Re: [xmca] Don Quixote meets Reinhold Niebuhr

From: Mike Cole (lchcmike@gmail.com)
Date: Sun Oct 09 2005 - 13:01:27 PDT


Hi Ana--

I am unsure whether or not we disagree concering the Niebuhr statement.
I do not equate religious with divine intervention nor, in my understanding,
do all religions.

I am uncertain whether or not human beings are capable of creating the
conditions for a just
society. But the committment to believing it is possible, illussion or not,
and acting on that
committment, appears to be a precondition for living humanely, and perhaps
for achieving that
illustional, delusional, state..

As to my literacy skills, or my reading of the book, I am even less certain.
I did not find it easy.
But I found it more and more absorbing the more I read. It also helped to be
reminded of the
history of Spain and times in which Cervantes lived when Spain was visiting
its form of Barbarism
on the not too gentle people of what is now Mexico and to be faced daily
with pictures of the desperate Africans scalling
razor wire fences to get into Spain. A lot of things came together in the
context of those days in Spain to allow
me to develop a little.
mike

On 10/9/05, Ana Marjanovic-Shane <ana@zmajcenter.org> wrote:
>
> Mike,
> I fully agree with the quotation in its "moral" -- however, I would
> question the use of the term "religious". For something to be a vision,
> am maybe even an impossible vision, it does not to be religious. At
> least not the way I understand to term religious. I cannot believe that
> the ideal society and the ideal levels of individual development can be
> achieved only through a divine intervention. In fact, I think quite the
> opposite: that unless the humanity learns how to create conditions for a
> just society and conditions in which every individual can realize
> her/his potentials to the fullest possible degree, such a society or
> people will never become true.
>
> I love Cervantes' "Don Quixote" -- not just for his character and
> meaning but also for the way it was written (although I can read it only
> in translation). One thing in your post struck me as very important. You
> seem to have rediscovered the meaning (or one of them) only after you
> finished reading it, and not while you have been reeding it. I had an
> impression that you peeled off a layer of your own literacy skills and
> found out some deep hidden archaic skill that is built into literacy,
> but is not conscious any more. Something like not being able to use an
> automatic part of a skill and having to do it step by step with a
> conscious effort, almost like the first time...
> Ana
>
>
> Mike Cole wrote:
>
> >While in Spain my wife and I read Don Quixote, well, the first book of
> Don
> >Quixote.
> >It was an odd experience in some ways because at first the novel is both
> >familiar and
> >alien. We know some of the most outrageous misadventures but not the book
> >from which
> >they have been abstracted. We know what it means to be quixotic, or at
> >least, we know
> >conventional uses of the term.
> >
> >But reading an early 16th century novel is not akin to reading John
> Grisham
> >or even Saul Bellow.
> >The form of story telling is archaic with many sidetrips and it takes a
> long
> >time (it took me a long time)

☆ ☆ ☆

> [Given request A]: Name every author the email thread mentions in connection with reading novels.
> [Given request B]: Reproduce the email thread word for word, starting at "Re: [xmca] Don" and ending at "the Niebuhr statement.".

☆ ☆ ☆

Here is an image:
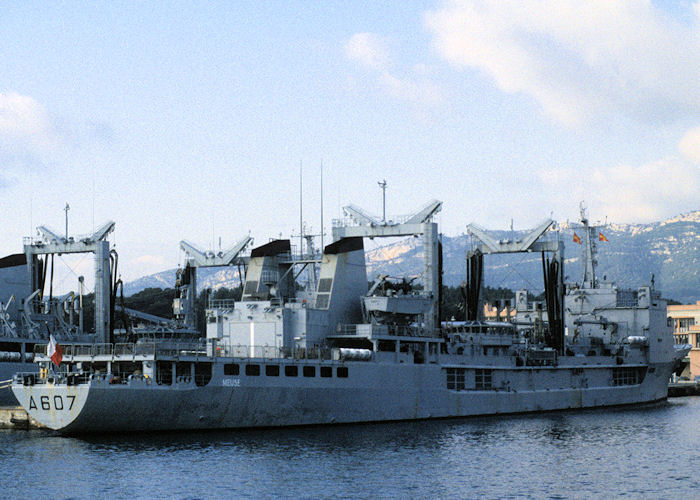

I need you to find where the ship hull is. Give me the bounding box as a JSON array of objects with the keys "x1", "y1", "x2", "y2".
[{"x1": 13, "y1": 363, "x2": 672, "y2": 434}]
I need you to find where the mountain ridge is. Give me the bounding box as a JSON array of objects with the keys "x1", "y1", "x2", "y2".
[{"x1": 124, "y1": 210, "x2": 700, "y2": 303}]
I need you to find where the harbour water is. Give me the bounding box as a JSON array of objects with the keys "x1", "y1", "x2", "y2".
[{"x1": 0, "y1": 397, "x2": 700, "y2": 498}]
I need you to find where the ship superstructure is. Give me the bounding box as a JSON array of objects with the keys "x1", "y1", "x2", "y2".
[{"x1": 13, "y1": 201, "x2": 684, "y2": 433}]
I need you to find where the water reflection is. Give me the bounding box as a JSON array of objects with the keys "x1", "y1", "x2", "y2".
[{"x1": 0, "y1": 398, "x2": 700, "y2": 498}]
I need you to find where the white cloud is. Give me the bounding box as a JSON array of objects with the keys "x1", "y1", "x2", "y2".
[
  {"x1": 0, "y1": 92, "x2": 56, "y2": 149},
  {"x1": 678, "y1": 127, "x2": 700, "y2": 164},
  {"x1": 539, "y1": 128, "x2": 700, "y2": 222},
  {"x1": 345, "y1": 33, "x2": 443, "y2": 105},
  {"x1": 345, "y1": 33, "x2": 388, "y2": 69},
  {"x1": 425, "y1": 0, "x2": 700, "y2": 125}
]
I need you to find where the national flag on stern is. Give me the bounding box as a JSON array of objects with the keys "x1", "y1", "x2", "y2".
[{"x1": 47, "y1": 335, "x2": 63, "y2": 366}]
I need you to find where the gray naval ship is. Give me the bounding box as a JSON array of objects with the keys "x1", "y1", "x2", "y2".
[
  {"x1": 12, "y1": 201, "x2": 687, "y2": 434},
  {"x1": 0, "y1": 223, "x2": 116, "y2": 406}
]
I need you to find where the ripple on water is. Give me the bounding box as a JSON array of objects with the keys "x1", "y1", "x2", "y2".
[{"x1": 0, "y1": 397, "x2": 700, "y2": 499}]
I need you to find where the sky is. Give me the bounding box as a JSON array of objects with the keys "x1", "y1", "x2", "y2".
[{"x1": 0, "y1": 0, "x2": 700, "y2": 292}]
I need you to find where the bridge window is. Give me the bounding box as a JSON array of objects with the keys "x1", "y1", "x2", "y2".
[
  {"x1": 474, "y1": 370, "x2": 493, "y2": 390},
  {"x1": 245, "y1": 365, "x2": 260, "y2": 377},
  {"x1": 224, "y1": 363, "x2": 240, "y2": 375},
  {"x1": 613, "y1": 366, "x2": 646, "y2": 385},
  {"x1": 445, "y1": 368, "x2": 466, "y2": 391}
]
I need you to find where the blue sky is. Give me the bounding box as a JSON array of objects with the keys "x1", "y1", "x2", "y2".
[{"x1": 0, "y1": 0, "x2": 700, "y2": 290}]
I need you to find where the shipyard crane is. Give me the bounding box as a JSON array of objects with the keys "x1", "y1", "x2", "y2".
[
  {"x1": 465, "y1": 219, "x2": 564, "y2": 354},
  {"x1": 173, "y1": 236, "x2": 253, "y2": 330},
  {"x1": 333, "y1": 200, "x2": 442, "y2": 330},
  {"x1": 24, "y1": 221, "x2": 115, "y2": 343}
]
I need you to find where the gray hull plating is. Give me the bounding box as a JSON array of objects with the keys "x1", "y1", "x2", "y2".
[{"x1": 15, "y1": 363, "x2": 671, "y2": 433}]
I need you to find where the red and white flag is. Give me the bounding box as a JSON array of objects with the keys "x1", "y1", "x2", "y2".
[{"x1": 46, "y1": 335, "x2": 63, "y2": 366}]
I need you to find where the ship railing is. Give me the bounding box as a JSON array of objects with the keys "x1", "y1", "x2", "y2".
[
  {"x1": 208, "y1": 299, "x2": 236, "y2": 309},
  {"x1": 12, "y1": 371, "x2": 92, "y2": 385}
]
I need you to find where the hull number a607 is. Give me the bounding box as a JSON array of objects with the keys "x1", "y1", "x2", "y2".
[{"x1": 29, "y1": 394, "x2": 75, "y2": 411}]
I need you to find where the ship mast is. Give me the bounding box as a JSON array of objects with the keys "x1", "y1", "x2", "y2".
[{"x1": 580, "y1": 202, "x2": 598, "y2": 288}]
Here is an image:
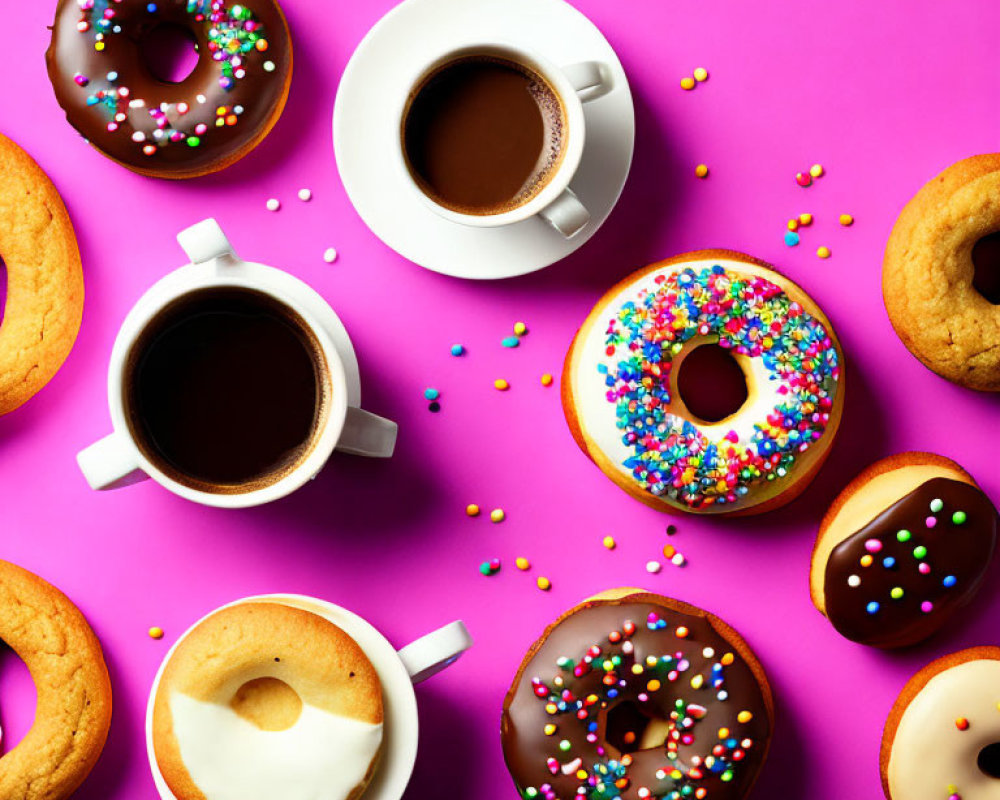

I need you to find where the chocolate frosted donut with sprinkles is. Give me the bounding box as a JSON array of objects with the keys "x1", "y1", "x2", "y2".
[
  {"x1": 562, "y1": 250, "x2": 844, "y2": 515},
  {"x1": 810, "y1": 453, "x2": 997, "y2": 647},
  {"x1": 501, "y1": 589, "x2": 774, "y2": 800},
  {"x1": 46, "y1": 0, "x2": 292, "y2": 178}
]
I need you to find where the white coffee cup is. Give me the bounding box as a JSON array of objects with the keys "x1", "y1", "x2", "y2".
[
  {"x1": 146, "y1": 594, "x2": 472, "y2": 800},
  {"x1": 396, "y1": 42, "x2": 613, "y2": 238},
  {"x1": 77, "y1": 219, "x2": 397, "y2": 508}
]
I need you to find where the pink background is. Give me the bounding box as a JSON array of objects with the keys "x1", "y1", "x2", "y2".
[{"x1": 0, "y1": 0, "x2": 1000, "y2": 800}]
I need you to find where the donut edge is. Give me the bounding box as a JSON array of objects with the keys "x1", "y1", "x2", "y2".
[
  {"x1": 500, "y1": 587, "x2": 776, "y2": 795},
  {"x1": 879, "y1": 645, "x2": 1000, "y2": 800},
  {"x1": 882, "y1": 153, "x2": 1000, "y2": 392},
  {"x1": 560, "y1": 249, "x2": 847, "y2": 517}
]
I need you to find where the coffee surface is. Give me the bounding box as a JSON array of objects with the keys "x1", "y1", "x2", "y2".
[
  {"x1": 127, "y1": 289, "x2": 321, "y2": 490},
  {"x1": 403, "y1": 56, "x2": 565, "y2": 215}
]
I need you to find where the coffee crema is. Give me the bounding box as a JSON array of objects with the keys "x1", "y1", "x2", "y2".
[
  {"x1": 402, "y1": 55, "x2": 566, "y2": 216},
  {"x1": 123, "y1": 288, "x2": 330, "y2": 493}
]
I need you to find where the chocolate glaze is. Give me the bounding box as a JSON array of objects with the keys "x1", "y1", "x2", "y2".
[
  {"x1": 824, "y1": 478, "x2": 997, "y2": 647},
  {"x1": 501, "y1": 594, "x2": 771, "y2": 800},
  {"x1": 46, "y1": 0, "x2": 292, "y2": 177}
]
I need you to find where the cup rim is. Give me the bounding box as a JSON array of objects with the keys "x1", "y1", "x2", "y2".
[
  {"x1": 394, "y1": 39, "x2": 586, "y2": 228},
  {"x1": 144, "y1": 592, "x2": 420, "y2": 800},
  {"x1": 108, "y1": 264, "x2": 348, "y2": 508}
]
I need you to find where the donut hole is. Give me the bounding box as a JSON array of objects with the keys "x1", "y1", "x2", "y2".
[
  {"x1": 976, "y1": 742, "x2": 1000, "y2": 778},
  {"x1": 972, "y1": 231, "x2": 1000, "y2": 306},
  {"x1": 677, "y1": 343, "x2": 750, "y2": 422},
  {"x1": 139, "y1": 22, "x2": 198, "y2": 83},
  {"x1": 229, "y1": 678, "x2": 302, "y2": 731},
  {"x1": 0, "y1": 642, "x2": 37, "y2": 754},
  {"x1": 604, "y1": 701, "x2": 670, "y2": 755}
]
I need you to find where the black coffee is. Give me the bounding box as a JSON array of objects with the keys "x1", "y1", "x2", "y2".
[
  {"x1": 125, "y1": 289, "x2": 327, "y2": 492},
  {"x1": 403, "y1": 55, "x2": 565, "y2": 215}
]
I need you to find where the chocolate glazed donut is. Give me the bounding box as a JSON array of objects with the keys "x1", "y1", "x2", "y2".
[
  {"x1": 501, "y1": 589, "x2": 774, "y2": 800},
  {"x1": 46, "y1": 0, "x2": 292, "y2": 178}
]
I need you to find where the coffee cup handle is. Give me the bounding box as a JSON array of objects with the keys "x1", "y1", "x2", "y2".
[
  {"x1": 562, "y1": 61, "x2": 614, "y2": 103},
  {"x1": 76, "y1": 432, "x2": 149, "y2": 489},
  {"x1": 397, "y1": 620, "x2": 472, "y2": 683},
  {"x1": 337, "y1": 406, "x2": 399, "y2": 458},
  {"x1": 538, "y1": 189, "x2": 590, "y2": 239}
]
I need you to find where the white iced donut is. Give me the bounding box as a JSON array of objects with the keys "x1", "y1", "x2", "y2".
[
  {"x1": 153, "y1": 602, "x2": 383, "y2": 800},
  {"x1": 880, "y1": 647, "x2": 1000, "y2": 800}
]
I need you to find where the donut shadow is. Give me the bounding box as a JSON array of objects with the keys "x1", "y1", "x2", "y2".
[
  {"x1": 73, "y1": 631, "x2": 146, "y2": 800},
  {"x1": 398, "y1": 679, "x2": 480, "y2": 800},
  {"x1": 748, "y1": 678, "x2": 811, "y2": 799}
]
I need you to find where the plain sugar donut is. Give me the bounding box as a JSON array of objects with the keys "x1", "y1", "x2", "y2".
[
  {"x1": 0, "y1": 561, "x2": 111, "y2": 800},
  {"x1": 0, "y1": 134, "x2": 83, "y2": 414},
  {"x1": 153, "y1": 601, "x2": 383, "y2": 800}
]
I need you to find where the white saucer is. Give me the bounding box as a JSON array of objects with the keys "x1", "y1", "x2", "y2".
[{"x1": 333, "y1": 0, "x2": 635, "y2": 278}]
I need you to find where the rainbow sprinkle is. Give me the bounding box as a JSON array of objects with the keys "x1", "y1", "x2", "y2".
[{"x1": 598, "y1": 265, "x2": 840, "y2": 509}]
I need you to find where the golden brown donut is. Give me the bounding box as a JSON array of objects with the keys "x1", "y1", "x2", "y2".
[
  {"x1": 500, "y1": 588, "x2": 774, "y2": 800},
  {"x1": 879, "y1": 647, "x2": 1000, "y2": 800},
  {"x1": 153, "y1": 601, "x2": 383, "y2": 800},
  {"x1": 882, "y1": 153, "x2": 1000, "y2": 392},
  {"x1": 809, "y1": 453, "x2": 997, "y2": 647},
  {"x1": 0, "y1": 561, "x2": 111, "y2": 800},
  {"x1": 562, "y1": 250, "x2": 844, "y2": 515},
  {"x1": 0, "y1": 134, "x2": 83, "y2": 414}
]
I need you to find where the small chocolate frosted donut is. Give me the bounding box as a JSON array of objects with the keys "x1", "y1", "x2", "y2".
[
  {"x1": 810, "y1": 453, "x2": 1000, "y2": 648},
  {"x1": 882, "y1": 153, "x2": 1000, "y2": 392},
  {"x1": 501, "y1": 589, "x2": 774, "y2": 800},
  {"x1": 46, "y1": 0, "x2": 292, "y2": 178}
]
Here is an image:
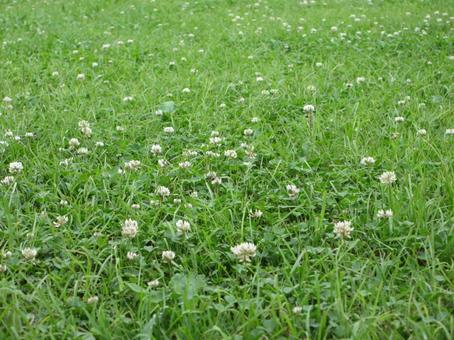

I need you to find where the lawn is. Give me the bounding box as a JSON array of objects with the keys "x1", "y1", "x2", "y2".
[{"x1": 0, "y1": 0, "x2": 454, "y2": 340}]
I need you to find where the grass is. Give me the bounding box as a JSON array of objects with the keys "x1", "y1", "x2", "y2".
[{"x1": 0, "y1": 0, "x2": 454, "y2": 339}]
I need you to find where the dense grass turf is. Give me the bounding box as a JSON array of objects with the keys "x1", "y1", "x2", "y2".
[{"x1": 0, "y1": 0, "x2": 454, "y2": 339}]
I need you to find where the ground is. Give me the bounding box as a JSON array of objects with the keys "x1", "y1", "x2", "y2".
[{"x1": 0, "y1": 0, "x2": 454, "y2": 339}]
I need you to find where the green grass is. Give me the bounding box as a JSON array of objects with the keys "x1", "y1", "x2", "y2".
[{"x1": 0, "y1": 0, "x2": 454, "y2": 339}]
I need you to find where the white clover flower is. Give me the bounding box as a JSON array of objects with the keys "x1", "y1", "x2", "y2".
[
  {"x1": 150, "y1": 144, "x2": 162, "y2": 155},
  {"x1": 178, "y1": 161, "x2": 192, "y2": 169},
  {"x1": 416, "y1": 129, "x2": 427, "y2": 137},
  {"x1": 249, "y1": 209, "x2": 263, "y2": 218},
  {"x1": 205, "y1": 171, "x2": 217, "y2": 179},
  {"x1": 68, "y1": 138, "x2": 80, "y2": 148},
  {"x1": 53, "y1": 216, "x2": 69, "y2": 228},
  {"x1": 303, "y1": 104, "x2": 315, "y2": 113},
  {"x1": 126, "y1": 251, "x2": 139, "y2": 261},
  {"x1": 377, "y1": 209, "x2": 394, "y2": 218},
  {"x1": 22, "y1": 248, "x2": 38, "y2": 260},
  {"x1": 147, "y1": 279, "x2": 160, "y2": 288},
  {"x1": 77, "y1": 148, "x2": 88, "y2": 156},
  {"x1": 243, "y1": 129, "x2": 254, "y2": 136},
  {"x1": 286, "y1": 184, "x2": 300, "y2": 198},
  {"x1": 334, "y1": 221, "x2": 353, "y2": 238},
  {"x1": 60, "y1": 158, "x2": 72, "y2": 166},
  {"x1": 158, "y1": 159, "x2": 169, "y2": 168},
  {"x1": 176, "y1": 220, "x2": 191, "y2": 234},
  {"x1": 378, "y1": 171, "x2": 397, "y2": 184},
  {"x1": 230, "y1": 242, "x2": 257, "y2": 262},
  {"x1": 161, "y1": 250, "x2": 175, "y2": 263},
  {"x1": 121, "y1": 219, "x2": 139, "y2": 238},
  {"x1": 183, "y1": 150, "x2": 199, "y2": 157},
  {"x1": 9, "y1": 162, "x2": 24, "y2": 174},
  {"x1": 224, "y1": 150, "x2": 238, "y2": 159},
  {"x1": 124, "y1": 160, "x2": 142, "y2": 171},
  {"x1": 87, "y1": 295, "x2": 99, "y2": 305},
  {"x1": 0, "y1": 176, "x2": 14, "y2": 185},
  {"x1": 360, "y1": 157, "x2": 375, "y2": 165},
  {"x1": 205, "y1": 150, "x2": 221, "y2": 158},
  {"x1": 156, "y1": 186, "x2": 170, "y2": 197},
  {"x1": 210, "y1": 136, "x2": 222, "y2": 144}
]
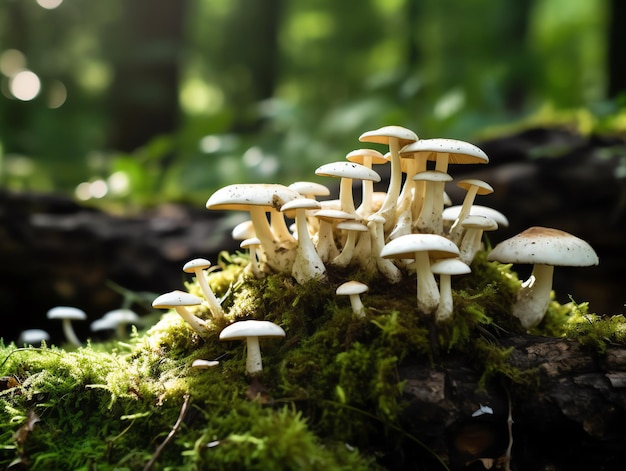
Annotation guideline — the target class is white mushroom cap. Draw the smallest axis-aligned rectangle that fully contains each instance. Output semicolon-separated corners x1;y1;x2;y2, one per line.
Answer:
288;181;330;198
380;234;459;259
315;161;380;182
335;280;369;317
430;258;472;275
17;329;50;345
220;320;285;375
443;204;509;227
183;258;211;273
336;280;369;296
46;306;87;321
488;226;599;267
152;290;202;309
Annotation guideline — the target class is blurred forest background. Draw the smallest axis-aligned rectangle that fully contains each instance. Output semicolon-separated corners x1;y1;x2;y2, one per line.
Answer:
0;0;626;209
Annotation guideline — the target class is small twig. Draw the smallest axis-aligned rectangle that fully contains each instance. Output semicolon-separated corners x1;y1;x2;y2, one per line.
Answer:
143;394;189;471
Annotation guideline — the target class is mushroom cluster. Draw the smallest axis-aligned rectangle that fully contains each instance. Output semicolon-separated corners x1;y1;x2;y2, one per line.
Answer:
206;126;597;328
153;126;598;368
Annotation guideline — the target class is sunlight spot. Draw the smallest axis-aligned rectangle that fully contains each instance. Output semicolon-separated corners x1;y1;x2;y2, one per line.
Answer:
37;0;63;10
9;70;41;101
0;49;26;77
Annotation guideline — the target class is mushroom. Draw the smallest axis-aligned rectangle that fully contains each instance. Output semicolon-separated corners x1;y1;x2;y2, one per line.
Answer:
335;280;369;317
487;226;599;329
346;149;387;217
367;214;402;283
183;258;224;319
206;183;302;273
314;209;356;262
280;198;326;284
17;329;50;345
380;234;459;314
191;358;220;370
413;170;452;235
152;290;209;335
430;258;472;322
331;221;369;267
47;306;87;347
450;178;493;242
239;237;261;278
359;126;419;230
220;319;285;376
315;161;380;215
459;214;498;264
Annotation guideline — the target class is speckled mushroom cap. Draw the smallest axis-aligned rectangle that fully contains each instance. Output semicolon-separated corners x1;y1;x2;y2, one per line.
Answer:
487;226;599;267
47;306;87;321
359;126;419;147
402;138;489;164
220;319;285;340
380;234;459;259
206;183;302;210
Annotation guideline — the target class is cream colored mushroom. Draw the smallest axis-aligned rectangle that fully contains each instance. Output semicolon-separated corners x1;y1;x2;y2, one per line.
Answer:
380;234;459;314
487;226;599;329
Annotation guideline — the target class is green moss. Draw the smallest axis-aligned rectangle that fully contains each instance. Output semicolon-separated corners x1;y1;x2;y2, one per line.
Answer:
0;245;626;470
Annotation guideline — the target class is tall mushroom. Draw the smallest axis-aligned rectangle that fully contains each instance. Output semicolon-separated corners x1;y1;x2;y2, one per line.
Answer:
280;198;326;284
380;234;459;314
152;290;209;335
206;183;302;273
183;258;224;319
450;178;493;242
315;162;380;215
487;226;599;329
220;319;285;376
47;306;87;347
430;258;472;322
359;126;419;230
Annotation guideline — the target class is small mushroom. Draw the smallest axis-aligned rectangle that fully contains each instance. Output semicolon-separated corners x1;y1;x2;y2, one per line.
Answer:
220;319;285;376
280;198;326;284
47;306;87;347
430;258;472;322
152;290;209;335
336;280;369;317
380;234;459;314
17;329;50;346
487;226;599;329
183;258;224;319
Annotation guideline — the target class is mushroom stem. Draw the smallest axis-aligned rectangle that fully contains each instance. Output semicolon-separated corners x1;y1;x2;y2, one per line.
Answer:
174;306;209;335
193;267;224;319
246;337;263;375
513;264;554;329
61;319;83;347
413;251;439;314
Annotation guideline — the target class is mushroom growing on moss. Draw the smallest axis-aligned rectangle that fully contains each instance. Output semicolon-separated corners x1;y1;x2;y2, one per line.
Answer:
152;290;209;335
47;306;87;347
380;234;459;314
183;258;224;319
487;226;599;329
220;319;285;376
335;280;369;317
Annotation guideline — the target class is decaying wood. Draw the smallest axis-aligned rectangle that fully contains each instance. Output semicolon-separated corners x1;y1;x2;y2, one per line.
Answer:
400;335;626;470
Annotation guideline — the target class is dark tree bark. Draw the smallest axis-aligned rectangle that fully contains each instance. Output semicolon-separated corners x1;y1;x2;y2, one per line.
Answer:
108;0;187;152
607;0;626;98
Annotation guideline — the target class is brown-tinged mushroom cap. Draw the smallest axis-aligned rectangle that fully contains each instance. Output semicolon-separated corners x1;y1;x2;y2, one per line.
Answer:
487;226;599;329
220;320;285;375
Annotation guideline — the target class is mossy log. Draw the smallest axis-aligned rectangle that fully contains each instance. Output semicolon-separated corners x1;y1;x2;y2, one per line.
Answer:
398;335;626;470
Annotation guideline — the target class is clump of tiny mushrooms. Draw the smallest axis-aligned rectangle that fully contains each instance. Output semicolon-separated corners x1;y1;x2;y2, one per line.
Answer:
149;125;598;374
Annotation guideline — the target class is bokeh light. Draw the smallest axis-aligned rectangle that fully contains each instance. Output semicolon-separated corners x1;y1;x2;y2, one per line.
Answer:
9;70;41;101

☆ ☆ ☆

> [Task solution A]: Cervantes, John Grisham, Saul Bellow

> [Task solution B]:
Re: [xmca] Don Quixote meets Reinhold Niebuhr

From: Mike Cole (lchcmike@gmail.com)
Date: Sun Oct 09 2005 - 13:01:27 PDT


Hi Ana--

I am unsure whether or not we disagree concering the Niebuhr statement.